Short problem: Copy out the lines of the items below exactly, beginning with the line containing "find the white" and continuing through the line containing "left=59, top=178, right=174, bottom=222", both included.

Rows from a dataset:
********************
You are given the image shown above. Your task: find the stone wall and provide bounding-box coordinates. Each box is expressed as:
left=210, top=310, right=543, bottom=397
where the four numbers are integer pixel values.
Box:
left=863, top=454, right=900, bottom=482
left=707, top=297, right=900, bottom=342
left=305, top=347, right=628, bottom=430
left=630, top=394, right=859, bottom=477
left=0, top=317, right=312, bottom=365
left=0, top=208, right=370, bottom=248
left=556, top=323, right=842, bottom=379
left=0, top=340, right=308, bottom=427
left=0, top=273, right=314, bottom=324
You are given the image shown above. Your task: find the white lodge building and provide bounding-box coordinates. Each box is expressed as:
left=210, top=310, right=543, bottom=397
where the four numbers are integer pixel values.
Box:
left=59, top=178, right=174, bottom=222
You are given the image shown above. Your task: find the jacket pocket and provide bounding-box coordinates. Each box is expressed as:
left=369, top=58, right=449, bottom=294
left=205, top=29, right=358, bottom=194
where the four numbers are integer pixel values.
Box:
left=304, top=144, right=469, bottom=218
********************
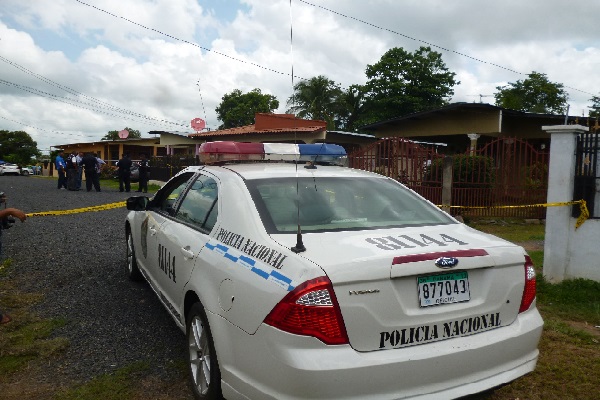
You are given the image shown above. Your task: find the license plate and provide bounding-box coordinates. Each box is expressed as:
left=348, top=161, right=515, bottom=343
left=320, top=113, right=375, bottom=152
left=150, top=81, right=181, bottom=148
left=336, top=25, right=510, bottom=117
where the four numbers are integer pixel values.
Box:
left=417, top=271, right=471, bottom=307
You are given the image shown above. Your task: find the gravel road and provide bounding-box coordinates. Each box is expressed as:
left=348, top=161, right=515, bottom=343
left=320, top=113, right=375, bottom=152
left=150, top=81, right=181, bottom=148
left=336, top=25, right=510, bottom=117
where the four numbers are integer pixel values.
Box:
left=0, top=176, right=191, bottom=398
********************
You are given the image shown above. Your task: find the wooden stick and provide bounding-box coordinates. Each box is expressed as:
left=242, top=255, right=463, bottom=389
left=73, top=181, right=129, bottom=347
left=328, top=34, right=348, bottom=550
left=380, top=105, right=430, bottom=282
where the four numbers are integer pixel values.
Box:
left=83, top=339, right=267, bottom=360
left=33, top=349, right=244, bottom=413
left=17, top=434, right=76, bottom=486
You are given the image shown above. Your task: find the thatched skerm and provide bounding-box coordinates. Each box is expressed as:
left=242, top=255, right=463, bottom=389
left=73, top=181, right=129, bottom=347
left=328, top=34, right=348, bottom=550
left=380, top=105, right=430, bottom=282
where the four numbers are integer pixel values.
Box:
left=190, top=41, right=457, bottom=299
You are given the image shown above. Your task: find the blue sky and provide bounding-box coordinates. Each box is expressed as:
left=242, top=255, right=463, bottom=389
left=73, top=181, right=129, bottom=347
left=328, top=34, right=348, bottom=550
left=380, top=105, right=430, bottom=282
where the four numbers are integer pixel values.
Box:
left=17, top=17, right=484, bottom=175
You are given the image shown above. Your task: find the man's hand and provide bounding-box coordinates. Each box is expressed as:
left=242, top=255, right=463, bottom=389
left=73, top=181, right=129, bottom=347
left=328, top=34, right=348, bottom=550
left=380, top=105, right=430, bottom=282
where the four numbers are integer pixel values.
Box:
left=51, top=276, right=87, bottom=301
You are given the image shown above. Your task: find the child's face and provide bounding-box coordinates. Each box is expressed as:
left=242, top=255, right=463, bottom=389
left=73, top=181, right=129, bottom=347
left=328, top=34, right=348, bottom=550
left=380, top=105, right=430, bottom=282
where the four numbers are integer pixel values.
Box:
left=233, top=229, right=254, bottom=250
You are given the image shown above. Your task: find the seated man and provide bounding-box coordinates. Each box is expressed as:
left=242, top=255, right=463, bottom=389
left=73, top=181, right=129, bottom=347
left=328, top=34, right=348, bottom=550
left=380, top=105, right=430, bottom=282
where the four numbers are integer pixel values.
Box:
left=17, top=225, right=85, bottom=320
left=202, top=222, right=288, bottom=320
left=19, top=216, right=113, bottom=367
********************
Complete answer:
You are given the image shown above. Your task: find the white lodge building and provide bounding-box coordinates. Each box is expressed as:
left=210, top=310, right=543, bottom=397
where the four numbers are integer pixel values.
Box:
left=59, top=178, right=174, bottom=222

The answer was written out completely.